### Apply what you read
1. Transcribe the passage on semiconductor memory word for word, starting at "The present invention" and ending at "a stacked structure.".
2. According to the passage on semiconductor memory, what three regions make up a memory semiconductor device like DRAM?
3. Extend the passage on semiconductor memory by writing what comes after its final sentence.

### Supplied text
---------------

The present invention relates to a semiconductor device, and more specifically to a method of increasing the level of integration while maintaining the reliability of a device by using a stacked structure.
A semiconductor device comprises of a plurality of circuits. Generally, a memory semiconductor device like DRAM is comprised of a cell region, a core region, and a peripheral region. The cell region stores data. The core region has a circuit for accessing data stored in the cell region. The peripheral region has a circuit for driving the memory semiconductor device and the data input/output.
In the cell region, memory cells including a cell transistor and a cell capacitor are arranged in an array type. Such a cell region includes a plurality of unit cell arrays.
In the core region, the circuit including a sub-word line driver and a sense amplifier is formed. At this time, the sub-word line driver drives the sub-word line according to the voltage level of the main word line. The sense amplifier senses and amplifies the data of a cell.

---------------

### Information
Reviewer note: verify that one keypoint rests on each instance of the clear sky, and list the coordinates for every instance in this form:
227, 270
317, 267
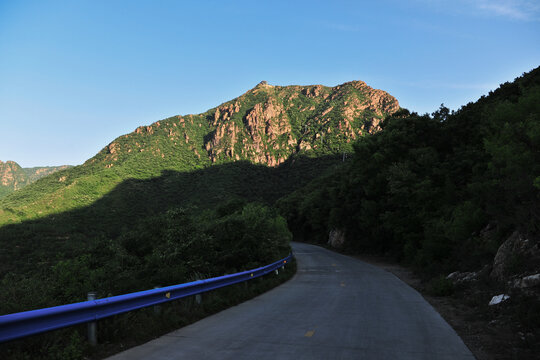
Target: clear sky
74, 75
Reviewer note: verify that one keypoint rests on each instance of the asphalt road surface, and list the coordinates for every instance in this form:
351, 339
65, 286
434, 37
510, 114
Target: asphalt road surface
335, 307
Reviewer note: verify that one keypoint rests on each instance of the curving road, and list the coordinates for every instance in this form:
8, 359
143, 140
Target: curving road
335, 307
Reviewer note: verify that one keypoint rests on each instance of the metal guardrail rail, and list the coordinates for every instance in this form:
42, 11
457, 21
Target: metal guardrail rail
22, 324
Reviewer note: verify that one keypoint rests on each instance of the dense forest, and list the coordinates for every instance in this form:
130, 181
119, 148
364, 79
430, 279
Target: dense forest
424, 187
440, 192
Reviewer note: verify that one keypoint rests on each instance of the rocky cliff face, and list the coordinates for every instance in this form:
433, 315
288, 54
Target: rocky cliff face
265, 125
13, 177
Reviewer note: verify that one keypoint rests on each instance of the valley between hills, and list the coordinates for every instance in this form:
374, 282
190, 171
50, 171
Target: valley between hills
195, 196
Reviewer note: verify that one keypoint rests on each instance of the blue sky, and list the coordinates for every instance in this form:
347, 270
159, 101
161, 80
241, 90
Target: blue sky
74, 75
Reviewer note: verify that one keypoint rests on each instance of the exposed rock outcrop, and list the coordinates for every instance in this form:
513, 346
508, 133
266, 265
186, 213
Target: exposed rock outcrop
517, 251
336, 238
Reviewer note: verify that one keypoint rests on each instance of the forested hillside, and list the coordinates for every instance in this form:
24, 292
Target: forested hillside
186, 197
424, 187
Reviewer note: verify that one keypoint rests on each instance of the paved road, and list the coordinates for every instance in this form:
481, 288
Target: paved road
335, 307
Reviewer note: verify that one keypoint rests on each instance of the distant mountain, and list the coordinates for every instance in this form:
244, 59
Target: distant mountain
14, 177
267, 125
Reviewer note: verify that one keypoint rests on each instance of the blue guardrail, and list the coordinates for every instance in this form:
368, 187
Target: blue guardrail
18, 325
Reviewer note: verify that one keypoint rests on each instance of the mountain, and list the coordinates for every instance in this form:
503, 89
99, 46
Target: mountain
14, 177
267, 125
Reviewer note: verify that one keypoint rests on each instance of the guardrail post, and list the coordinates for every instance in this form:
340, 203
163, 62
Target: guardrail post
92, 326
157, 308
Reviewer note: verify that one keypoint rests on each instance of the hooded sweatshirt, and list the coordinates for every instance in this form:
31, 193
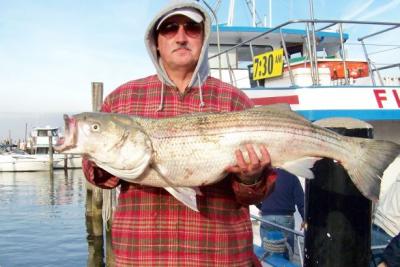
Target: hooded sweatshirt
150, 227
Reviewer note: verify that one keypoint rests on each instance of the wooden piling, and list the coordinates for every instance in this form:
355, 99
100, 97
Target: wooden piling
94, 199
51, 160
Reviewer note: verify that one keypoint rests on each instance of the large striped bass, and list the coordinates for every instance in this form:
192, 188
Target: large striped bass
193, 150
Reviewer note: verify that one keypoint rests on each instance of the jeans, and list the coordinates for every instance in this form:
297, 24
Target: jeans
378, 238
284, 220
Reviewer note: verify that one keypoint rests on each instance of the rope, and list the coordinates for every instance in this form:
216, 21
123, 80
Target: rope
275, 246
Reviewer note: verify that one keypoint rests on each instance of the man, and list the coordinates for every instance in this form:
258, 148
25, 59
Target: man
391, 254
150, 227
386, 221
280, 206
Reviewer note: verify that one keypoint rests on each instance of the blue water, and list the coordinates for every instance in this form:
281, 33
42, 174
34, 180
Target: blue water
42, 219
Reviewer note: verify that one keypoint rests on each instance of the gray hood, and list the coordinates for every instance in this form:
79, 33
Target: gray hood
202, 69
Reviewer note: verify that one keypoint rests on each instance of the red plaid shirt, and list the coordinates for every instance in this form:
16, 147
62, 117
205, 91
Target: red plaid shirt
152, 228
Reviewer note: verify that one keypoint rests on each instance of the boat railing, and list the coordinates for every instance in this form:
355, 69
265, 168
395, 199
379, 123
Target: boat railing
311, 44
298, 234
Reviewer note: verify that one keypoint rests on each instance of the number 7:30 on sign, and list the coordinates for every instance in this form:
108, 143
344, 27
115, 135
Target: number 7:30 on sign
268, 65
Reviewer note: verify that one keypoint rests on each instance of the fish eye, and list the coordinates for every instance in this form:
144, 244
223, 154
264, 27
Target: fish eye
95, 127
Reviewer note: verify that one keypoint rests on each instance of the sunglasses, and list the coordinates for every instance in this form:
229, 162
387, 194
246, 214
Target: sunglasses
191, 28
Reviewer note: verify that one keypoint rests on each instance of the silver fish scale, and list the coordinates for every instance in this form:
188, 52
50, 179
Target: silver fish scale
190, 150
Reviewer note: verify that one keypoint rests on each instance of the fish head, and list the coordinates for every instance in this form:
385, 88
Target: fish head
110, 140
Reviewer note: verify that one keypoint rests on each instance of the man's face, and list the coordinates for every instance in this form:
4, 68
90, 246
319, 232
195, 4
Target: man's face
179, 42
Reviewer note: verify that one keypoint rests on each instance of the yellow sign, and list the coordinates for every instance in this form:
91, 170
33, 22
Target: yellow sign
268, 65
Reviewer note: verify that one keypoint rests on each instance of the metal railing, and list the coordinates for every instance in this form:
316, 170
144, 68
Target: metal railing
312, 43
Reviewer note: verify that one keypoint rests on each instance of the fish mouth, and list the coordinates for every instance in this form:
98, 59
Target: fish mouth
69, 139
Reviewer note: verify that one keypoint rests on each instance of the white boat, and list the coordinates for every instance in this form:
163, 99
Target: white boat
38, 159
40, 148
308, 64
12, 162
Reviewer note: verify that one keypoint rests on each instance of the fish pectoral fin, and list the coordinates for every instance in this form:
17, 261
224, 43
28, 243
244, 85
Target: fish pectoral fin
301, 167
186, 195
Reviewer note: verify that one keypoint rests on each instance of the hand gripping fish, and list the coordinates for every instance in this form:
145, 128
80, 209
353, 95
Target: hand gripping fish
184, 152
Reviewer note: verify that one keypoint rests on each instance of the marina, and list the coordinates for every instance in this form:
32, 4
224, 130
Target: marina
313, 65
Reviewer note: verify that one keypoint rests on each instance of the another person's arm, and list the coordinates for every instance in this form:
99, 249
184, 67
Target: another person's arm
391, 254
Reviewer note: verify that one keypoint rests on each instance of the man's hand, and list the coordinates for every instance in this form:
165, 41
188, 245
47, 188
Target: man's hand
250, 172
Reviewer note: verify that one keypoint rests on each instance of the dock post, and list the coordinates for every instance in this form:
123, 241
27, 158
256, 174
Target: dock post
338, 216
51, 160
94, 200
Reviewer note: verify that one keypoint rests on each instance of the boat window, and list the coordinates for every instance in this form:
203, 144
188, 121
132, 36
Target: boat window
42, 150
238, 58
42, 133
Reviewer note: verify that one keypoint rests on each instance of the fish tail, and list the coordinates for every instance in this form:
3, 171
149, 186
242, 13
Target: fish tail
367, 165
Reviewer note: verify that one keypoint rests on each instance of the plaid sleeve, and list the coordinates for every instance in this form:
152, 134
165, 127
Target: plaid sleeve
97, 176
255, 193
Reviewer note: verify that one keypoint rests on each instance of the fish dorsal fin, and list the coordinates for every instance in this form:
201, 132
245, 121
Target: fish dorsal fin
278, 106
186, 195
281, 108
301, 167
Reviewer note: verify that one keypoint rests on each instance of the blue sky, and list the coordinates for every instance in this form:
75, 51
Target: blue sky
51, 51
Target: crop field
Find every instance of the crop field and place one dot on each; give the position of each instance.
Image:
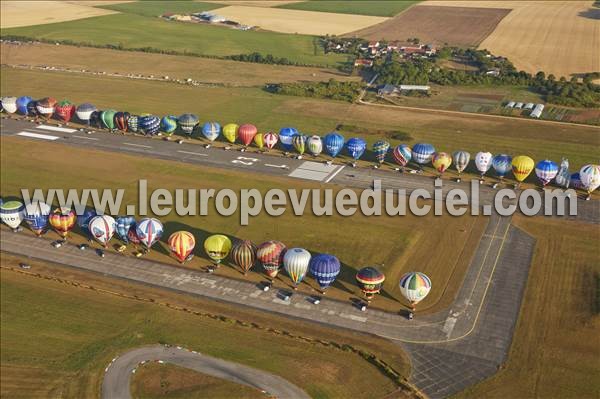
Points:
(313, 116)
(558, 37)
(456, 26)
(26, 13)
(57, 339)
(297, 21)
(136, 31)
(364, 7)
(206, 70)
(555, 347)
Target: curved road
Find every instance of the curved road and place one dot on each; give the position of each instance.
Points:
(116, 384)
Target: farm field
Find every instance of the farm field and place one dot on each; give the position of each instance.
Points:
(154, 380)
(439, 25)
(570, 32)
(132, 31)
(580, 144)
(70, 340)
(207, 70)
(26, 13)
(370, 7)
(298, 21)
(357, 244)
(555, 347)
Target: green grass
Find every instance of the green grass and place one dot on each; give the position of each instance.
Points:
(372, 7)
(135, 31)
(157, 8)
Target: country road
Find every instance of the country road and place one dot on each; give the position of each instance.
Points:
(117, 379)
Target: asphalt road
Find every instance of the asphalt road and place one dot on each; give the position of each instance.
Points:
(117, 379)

---------------

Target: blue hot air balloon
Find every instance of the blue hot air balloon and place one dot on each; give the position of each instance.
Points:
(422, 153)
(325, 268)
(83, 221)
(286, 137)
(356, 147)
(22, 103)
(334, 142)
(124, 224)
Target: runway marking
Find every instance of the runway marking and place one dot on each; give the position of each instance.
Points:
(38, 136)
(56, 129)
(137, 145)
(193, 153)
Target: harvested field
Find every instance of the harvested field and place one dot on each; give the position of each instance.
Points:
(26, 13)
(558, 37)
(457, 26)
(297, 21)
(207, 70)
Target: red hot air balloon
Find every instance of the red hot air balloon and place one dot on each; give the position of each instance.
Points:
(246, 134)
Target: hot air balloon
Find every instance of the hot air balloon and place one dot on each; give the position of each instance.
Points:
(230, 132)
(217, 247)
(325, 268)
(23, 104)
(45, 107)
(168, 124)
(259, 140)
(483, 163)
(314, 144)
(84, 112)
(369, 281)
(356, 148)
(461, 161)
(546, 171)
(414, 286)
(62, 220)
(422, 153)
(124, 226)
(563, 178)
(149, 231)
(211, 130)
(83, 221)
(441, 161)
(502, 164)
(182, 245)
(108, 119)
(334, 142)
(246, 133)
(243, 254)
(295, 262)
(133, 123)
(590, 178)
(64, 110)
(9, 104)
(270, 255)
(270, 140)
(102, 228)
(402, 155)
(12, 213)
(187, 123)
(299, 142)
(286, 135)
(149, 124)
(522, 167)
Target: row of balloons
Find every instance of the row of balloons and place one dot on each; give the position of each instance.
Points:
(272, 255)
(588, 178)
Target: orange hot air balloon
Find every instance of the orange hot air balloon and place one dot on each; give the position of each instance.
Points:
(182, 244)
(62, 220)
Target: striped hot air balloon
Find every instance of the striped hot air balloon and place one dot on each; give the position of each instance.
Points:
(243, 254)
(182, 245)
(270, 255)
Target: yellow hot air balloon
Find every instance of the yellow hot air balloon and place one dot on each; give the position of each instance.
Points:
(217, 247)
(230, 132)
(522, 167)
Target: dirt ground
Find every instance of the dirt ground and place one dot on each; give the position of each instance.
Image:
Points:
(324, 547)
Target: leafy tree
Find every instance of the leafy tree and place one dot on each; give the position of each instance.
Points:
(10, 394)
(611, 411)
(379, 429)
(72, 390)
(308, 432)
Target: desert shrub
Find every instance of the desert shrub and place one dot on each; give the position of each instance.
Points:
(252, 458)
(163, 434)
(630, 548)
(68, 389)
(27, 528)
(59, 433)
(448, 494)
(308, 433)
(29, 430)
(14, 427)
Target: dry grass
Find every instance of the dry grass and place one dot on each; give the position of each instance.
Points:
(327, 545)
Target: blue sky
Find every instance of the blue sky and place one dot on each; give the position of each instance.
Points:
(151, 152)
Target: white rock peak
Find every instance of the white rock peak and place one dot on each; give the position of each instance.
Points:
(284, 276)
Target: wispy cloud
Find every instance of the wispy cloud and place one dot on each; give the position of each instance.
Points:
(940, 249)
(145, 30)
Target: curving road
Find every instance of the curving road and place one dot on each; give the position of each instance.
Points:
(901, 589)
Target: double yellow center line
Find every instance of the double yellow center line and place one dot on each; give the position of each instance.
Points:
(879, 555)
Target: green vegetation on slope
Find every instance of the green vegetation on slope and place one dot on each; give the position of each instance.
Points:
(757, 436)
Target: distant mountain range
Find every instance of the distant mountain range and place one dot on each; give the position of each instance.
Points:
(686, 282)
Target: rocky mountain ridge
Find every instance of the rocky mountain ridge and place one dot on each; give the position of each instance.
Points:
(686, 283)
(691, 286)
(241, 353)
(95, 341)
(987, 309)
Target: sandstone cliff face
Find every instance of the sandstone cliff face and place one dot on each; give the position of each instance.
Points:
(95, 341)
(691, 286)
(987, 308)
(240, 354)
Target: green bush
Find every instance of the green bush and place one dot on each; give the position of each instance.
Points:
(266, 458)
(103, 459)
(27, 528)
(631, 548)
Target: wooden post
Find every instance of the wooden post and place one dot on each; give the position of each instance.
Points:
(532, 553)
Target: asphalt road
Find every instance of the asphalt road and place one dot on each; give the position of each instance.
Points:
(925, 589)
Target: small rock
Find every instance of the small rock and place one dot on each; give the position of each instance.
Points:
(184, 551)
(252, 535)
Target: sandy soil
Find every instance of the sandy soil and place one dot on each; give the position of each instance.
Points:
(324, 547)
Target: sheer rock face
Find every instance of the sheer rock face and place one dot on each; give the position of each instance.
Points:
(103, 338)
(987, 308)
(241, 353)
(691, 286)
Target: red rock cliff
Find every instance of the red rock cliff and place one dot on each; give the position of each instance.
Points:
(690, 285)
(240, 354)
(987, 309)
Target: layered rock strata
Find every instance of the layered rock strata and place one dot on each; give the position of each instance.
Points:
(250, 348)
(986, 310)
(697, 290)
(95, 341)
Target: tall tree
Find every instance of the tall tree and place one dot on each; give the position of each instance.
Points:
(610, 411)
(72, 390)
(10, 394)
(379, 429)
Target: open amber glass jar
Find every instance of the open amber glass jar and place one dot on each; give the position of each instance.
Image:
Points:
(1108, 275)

---------------

### Responses to the tasks
1.
The present invention relates to a semiconductor device, and more specifically to a method of increasing the level of integration while maintaining the reliability of a device by using a stacked structure.

2. A cell region, a core region, and a peripheral region.

3.
A bank includes a plurality of unit cell arrays and a plurality of core regions. For example, in the case of the DDR2 512 Mbit device, it has four banks. The peripheral region in which the circuit including a free decoder, an input buffer, and an output buffer is formed is provided between these banks.
Recently, more circuits, particularly, more memory cells have to be formed in a limited chip area, since high integration is required as the size of the semiconductor device has been reduced.
However, a trade-off relation exists between the net die increment and the reliability assurance of a device. Thus, the reliability of a device is decreased if the net die is increased. That is, in the current DRAM structure, there is a structural limit in increasing the net die while not reducing the reliability of a device.